:: WORK ORDER ::
Your task is to output, without alteration, each line from the one containing "tag=teal wall" through the final line of the records below.

:: RECORDED DATA ::
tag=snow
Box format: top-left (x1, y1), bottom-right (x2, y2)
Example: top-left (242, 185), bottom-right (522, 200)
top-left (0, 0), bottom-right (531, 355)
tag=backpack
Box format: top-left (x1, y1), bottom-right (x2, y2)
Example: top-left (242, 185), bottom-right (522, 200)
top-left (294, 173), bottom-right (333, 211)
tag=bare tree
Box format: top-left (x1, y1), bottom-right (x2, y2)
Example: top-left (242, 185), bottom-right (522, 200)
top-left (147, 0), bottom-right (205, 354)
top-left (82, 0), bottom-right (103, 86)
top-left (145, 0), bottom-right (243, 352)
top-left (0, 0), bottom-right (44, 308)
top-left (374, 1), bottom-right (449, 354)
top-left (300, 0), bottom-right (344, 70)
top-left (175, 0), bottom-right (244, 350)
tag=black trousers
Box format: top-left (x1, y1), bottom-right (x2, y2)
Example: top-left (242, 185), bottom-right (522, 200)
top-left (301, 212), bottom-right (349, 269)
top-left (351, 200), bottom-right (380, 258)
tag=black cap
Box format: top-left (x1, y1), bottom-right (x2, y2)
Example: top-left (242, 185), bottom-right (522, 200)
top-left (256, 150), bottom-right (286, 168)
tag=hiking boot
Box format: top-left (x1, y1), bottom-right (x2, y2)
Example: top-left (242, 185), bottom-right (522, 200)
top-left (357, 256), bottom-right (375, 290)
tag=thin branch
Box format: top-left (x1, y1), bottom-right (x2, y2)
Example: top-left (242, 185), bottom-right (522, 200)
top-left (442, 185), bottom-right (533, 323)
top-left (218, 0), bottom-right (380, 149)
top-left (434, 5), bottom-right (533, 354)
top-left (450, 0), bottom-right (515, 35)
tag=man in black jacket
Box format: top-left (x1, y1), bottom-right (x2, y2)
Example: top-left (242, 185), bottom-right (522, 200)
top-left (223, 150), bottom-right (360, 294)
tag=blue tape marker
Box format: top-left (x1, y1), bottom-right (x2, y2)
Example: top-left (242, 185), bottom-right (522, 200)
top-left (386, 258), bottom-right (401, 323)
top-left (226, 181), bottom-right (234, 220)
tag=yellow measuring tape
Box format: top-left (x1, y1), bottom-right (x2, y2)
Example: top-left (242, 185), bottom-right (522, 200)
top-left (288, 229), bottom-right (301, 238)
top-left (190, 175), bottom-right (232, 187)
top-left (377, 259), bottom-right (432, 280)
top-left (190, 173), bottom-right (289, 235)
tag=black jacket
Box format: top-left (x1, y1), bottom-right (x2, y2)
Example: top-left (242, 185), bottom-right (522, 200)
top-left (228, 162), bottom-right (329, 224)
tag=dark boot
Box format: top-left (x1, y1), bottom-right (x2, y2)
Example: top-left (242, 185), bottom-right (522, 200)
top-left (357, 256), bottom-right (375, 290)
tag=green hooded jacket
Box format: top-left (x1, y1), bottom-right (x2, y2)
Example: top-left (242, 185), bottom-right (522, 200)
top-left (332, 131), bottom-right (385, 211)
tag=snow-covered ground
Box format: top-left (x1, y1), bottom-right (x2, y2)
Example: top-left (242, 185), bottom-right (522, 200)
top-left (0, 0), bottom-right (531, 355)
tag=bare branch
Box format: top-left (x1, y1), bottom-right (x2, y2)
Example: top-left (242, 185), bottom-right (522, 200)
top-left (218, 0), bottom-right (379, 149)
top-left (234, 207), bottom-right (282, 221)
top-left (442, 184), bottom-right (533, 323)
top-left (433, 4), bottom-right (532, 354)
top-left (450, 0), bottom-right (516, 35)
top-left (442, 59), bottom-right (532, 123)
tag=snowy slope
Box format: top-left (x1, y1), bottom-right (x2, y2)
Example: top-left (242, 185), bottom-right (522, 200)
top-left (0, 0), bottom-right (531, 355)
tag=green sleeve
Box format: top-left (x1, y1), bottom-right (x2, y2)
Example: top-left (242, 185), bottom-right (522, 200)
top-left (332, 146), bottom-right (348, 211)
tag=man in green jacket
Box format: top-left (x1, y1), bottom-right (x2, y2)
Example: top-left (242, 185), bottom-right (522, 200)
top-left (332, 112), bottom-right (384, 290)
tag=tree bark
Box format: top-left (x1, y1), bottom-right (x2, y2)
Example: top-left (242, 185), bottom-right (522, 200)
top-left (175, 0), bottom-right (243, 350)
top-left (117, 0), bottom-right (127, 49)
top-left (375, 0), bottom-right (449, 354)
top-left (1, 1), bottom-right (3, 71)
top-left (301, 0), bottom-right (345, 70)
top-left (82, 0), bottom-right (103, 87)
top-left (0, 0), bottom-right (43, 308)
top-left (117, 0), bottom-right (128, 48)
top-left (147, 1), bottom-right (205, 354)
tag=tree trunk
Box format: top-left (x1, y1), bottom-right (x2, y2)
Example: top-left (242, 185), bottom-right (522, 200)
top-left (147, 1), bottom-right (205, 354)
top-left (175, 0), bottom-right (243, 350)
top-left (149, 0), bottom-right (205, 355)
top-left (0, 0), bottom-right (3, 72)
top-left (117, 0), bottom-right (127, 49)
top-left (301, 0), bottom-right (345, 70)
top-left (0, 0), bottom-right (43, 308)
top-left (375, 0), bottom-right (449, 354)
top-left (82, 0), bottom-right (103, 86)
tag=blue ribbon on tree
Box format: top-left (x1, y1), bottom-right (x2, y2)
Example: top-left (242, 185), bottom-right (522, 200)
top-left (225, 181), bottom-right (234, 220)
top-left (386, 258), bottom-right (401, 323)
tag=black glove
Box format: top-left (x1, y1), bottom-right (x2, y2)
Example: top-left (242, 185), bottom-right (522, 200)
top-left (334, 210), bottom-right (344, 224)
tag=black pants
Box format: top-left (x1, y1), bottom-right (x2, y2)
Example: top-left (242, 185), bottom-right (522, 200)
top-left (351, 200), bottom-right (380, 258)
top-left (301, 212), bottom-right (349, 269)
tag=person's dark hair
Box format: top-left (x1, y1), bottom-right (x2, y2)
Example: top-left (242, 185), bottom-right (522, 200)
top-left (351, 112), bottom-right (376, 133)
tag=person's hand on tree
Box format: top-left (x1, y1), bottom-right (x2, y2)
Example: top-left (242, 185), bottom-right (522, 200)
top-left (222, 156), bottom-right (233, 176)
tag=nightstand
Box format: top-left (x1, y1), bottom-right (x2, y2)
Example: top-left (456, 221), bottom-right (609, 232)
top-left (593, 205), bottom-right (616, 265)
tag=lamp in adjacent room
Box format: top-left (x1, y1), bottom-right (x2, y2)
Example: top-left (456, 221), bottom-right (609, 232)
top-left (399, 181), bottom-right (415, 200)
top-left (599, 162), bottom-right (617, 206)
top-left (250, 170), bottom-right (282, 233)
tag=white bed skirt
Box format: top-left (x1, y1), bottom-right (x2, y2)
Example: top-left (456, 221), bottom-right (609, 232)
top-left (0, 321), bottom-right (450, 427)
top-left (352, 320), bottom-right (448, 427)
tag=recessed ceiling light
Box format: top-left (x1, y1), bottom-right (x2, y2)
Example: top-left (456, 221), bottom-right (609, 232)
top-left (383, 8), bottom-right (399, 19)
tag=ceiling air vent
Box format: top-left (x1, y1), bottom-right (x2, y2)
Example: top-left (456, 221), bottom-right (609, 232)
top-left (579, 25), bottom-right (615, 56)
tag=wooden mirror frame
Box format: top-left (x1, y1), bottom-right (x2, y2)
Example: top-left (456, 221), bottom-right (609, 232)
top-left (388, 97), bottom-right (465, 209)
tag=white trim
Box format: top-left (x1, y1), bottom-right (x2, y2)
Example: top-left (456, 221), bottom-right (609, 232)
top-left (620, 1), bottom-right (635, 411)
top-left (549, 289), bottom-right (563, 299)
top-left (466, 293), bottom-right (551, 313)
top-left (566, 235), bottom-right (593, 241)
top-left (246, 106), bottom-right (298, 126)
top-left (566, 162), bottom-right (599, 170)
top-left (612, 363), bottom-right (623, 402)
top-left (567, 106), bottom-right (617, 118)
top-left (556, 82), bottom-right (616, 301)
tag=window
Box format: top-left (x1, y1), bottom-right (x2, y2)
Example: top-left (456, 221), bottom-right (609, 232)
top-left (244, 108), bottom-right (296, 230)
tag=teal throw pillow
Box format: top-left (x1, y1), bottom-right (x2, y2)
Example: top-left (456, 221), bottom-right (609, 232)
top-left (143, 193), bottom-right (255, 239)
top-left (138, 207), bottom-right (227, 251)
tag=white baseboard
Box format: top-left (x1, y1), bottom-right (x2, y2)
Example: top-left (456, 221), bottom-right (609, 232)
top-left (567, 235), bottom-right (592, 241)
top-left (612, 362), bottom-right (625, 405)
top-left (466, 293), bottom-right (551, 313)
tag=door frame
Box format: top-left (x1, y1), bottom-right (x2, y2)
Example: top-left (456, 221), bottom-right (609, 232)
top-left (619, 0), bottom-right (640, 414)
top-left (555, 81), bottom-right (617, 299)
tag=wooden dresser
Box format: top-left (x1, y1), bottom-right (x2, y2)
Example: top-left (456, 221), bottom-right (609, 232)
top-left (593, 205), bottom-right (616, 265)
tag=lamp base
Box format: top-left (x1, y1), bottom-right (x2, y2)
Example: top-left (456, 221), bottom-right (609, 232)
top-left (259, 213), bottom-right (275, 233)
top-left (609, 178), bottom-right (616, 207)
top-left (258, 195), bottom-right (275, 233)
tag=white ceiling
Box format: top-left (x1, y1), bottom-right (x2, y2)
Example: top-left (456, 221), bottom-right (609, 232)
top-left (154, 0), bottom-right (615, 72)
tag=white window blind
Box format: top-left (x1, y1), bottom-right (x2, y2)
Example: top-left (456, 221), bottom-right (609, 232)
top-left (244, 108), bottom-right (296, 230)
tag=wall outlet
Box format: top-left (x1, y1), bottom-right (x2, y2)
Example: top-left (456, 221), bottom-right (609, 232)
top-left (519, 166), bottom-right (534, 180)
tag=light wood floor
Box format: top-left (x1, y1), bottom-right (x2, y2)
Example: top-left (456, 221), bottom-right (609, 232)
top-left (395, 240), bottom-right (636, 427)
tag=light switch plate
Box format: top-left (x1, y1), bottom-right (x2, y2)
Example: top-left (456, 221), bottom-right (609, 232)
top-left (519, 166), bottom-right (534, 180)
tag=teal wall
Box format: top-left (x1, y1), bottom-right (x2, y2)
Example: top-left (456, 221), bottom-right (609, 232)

:: ANSWER TO THIS TASK ::
tag=teal wall
Box format: top-left (x1, y1), bottom-right (x2, y2)
Example: top-left (456, 221), bottom-right (609, 232)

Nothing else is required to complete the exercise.